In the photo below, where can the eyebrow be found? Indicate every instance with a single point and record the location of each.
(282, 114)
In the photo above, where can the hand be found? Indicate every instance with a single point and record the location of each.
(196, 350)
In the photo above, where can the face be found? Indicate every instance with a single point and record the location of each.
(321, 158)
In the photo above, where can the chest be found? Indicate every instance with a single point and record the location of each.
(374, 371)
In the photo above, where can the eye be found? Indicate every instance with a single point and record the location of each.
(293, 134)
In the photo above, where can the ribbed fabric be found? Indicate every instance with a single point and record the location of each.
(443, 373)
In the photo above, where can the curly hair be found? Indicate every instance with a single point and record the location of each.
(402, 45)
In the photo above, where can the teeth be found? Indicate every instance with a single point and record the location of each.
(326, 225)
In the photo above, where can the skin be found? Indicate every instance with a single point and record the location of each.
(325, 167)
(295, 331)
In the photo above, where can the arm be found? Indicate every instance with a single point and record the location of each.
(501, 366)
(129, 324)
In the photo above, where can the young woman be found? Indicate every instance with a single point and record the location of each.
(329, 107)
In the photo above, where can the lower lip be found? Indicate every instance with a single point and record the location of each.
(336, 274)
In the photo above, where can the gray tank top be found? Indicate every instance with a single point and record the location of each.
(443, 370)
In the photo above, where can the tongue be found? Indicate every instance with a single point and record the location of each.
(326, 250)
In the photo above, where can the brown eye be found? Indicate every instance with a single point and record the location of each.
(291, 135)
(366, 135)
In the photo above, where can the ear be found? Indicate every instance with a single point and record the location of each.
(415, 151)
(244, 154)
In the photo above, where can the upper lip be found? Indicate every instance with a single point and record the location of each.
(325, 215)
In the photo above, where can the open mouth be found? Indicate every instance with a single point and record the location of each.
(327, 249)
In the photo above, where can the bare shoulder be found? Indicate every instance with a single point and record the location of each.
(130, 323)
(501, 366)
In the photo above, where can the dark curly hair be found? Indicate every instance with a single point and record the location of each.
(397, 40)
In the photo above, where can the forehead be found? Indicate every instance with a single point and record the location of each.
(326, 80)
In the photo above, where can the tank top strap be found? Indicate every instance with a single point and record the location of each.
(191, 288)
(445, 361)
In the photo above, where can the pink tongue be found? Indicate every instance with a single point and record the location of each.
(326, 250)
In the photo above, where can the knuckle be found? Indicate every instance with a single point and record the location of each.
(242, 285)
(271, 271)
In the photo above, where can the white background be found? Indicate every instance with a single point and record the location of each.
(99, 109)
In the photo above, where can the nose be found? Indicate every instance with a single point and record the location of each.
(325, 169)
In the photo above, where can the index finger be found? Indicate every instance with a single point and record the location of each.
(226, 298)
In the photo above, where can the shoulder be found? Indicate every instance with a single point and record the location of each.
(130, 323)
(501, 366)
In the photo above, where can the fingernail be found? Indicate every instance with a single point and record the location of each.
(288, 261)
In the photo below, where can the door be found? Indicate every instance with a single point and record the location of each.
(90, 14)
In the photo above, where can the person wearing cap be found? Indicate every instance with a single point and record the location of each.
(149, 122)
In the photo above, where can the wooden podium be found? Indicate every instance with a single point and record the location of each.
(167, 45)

----

Rewrite all of the items above, replacing "record the location of each" with "note the position of each" wherever it occurs and leaving every other word unchanged.

▸ **The result**:
In the photo below, where can the eyebrow be found? Indicate every instance with a single point and note the position of each.
(282, 114)
In the photo above, where can the hand be found? Indicate every instance with a single point and note the position of each.
(196, 350)
In the photo above, where can the face be found? Indicate every instance with a single point and note the position of each.
(321, 158)
In the photo above, where can the chest be found? Indicate every instance with a single point and note the position of each.
(374, 371)
In the photo above, where can the eye be found? Indicate every instance with a single point and note the position of each.
(293, 134)
In the photo above, where can the ribbed fabric be found? Indicate every instance with a single point and note the position of each.
(443, 373)
In the photo above, where can the curly hair be found? Indicate every instance with a single point and note the position of each.
(402, 45)
In the photo above, where can the teeth be found? Indicate every instance with a single point and note the position of each.
(326, 225)
In the photo above, where can the skin be found? Indicate every instance with a single point and note the position of each.
(325, 167)
(295, 331)
In the photo above, where can the arm be found? Indicate every instance with a single point and note the position of each.
(501, 366)
(129, 324)
In the photo above, where can the young woman be found? Indicate every instance with a single point and note the position of each.
(329, 107)
In the photo above, where can the lower lip be found? Indicate every instance with a single point and note the position of each.
(336, 274)
In the photo above, where can the gray tank top be found? Indicate every instance with a single point and note the position of each.
(443, 370)
In the photo above, where can the tongue be found? Indicate every instance with a single point and note the position of each.
(326, 250)
In the photo above, where can the brown eye be found? Indicate every instance with a single point and note the position of each.
(291, 135)
(366, 135)
In the photo above, where can the ear be found? Indicate every instance with a single point and note the position of each.
(415, 151)
(244, 154)
In the photo above, where can the upper lip be found? Indicate every instance with a single point and note the position of each.
(325, 215)
In the photo above, where can the open mouth be found? Indicate every instance with a single point and note the position of each.
(327, 249)
In the photo above, where can the bare shoulder be found? Indicate every instance with a single point and note the position of each.
(130, 323)
(501, 366)
In the photo above, where can the dark curly hair be found? Indicate every instance with a single point and note the position of each.
(397, 40)
In the photo above, where can the forehead be found? Indicate every instance with a single point and note the position of each.
(326, 80)
In the photo above, where can the tank top strap be found? Indicate every instance with a single point and note the position of each.
(191, 288)
(445, 361)
In the photo above, where can the pink tongue be found? Indicate every instance with a single point and note the position of each.
(326, 250)
In the photo above, where can the knuckle be found? Indicate every instance with a single point and note the position of each.
(242, 285)
(271, 271)
In the photo above, where can the white background be found? Indicate every instance with a single point and note the position of each.
(99, 109)
In the photo above, where can the nose be found? Indicate every instance with a single point and note the position of each.
(325, 169)
In the photo above, where can the index finger be found? Indicate every instance with a single point and note the position of each.
(226, 298)
In the photo above, where can the shoulder be found? Indicate every instance with a single point and note the position of each.
(130, 323)
(501, 366)
In the photo above, where can the fingernail be found? Indicate every instance with a single point and note the position of each.
(288, 261)
In the photo below, where can the door be found? Indicate every instance with a single point and note the position of each.
(90, 14)
In the photo above, where can the person wearing cap be found? Indicate every instance with a single point and note the position of each.
(149, 122)
In the photo above, where can the wooden podium be found? Indicate every instance with a single point and note the position of each.
(167, 45)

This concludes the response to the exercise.